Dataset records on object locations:

========

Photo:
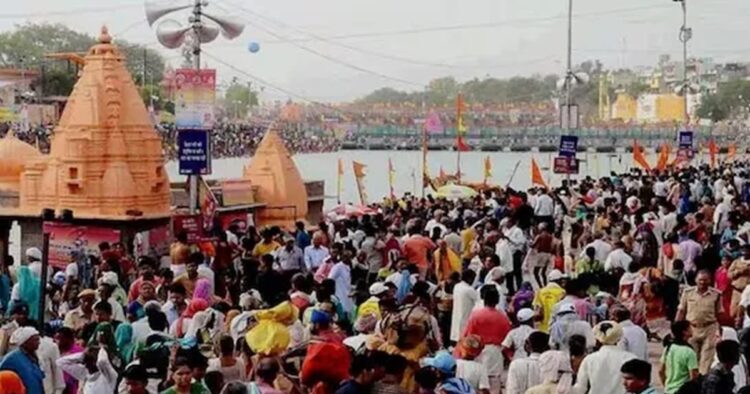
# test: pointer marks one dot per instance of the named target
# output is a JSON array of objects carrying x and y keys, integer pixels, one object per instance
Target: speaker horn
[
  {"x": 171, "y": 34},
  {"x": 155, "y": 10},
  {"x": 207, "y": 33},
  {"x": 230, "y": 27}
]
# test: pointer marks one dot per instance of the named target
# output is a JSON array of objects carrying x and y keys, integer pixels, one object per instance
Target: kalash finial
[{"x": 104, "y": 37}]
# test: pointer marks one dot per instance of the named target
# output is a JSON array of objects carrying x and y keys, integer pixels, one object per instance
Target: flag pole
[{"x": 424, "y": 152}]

========

◆ Task objective
Return every line of the data above without any changes, but leave out the pictures.

◆ Full solution
Photo:
# test: pointer marks one dot per instance of the named target
# output is a JSON array of objects carrying x and y keys, integer pixels, one object per instance
Target: speaker horn
[
  {"x": 171, "y": 34},
  {"x": 155, "y": 10},
  {"x": 207, "y": 33},
  {"x": 230, "y": 27}
]
# test: pointer marks one dot per instance of the named target
# output is a JSON array of objects carrying x and y keys, integer pixels, one object per instance
Target: kalash finial
[{"x": 104, "y": 37}]
# test: pointer marks one dot per instance of the named target
# output is a JSON array of objects carrying x and y keys, integer pixels, one object per instance
Target: flag pole
[{"x": 424, "y": 152}]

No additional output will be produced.